→ **Point localization data**
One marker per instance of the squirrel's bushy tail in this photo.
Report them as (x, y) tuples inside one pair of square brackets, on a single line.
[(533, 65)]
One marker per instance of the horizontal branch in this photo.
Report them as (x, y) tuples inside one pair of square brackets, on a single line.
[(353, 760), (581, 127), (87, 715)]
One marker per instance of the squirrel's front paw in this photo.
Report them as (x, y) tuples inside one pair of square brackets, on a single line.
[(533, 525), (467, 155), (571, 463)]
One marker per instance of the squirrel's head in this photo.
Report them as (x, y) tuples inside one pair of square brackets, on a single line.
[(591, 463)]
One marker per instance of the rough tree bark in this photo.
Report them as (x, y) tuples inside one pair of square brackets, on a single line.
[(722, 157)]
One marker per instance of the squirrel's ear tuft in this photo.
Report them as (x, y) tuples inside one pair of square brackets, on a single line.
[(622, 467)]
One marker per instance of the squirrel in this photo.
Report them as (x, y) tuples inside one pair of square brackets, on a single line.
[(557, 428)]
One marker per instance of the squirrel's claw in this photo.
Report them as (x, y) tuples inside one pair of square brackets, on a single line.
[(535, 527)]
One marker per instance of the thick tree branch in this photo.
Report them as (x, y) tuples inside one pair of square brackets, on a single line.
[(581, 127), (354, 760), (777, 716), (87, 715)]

→ **Problem requirements**
In the lines above, find the word "squirrel" and copy each line that contains it.

→ **Written response**
One marker per instance of the squirrel's bushy tail in this photo.
One marker per instance of the squirrel's front paw in this photo.
One marker per instance of the squirrel's head in this photo.
One marker per instance of the squirrel's ear tuft in this photo.
One marker per instance of the squirrel in this photo.
One marker per instance of the squirrel's claw in this photo.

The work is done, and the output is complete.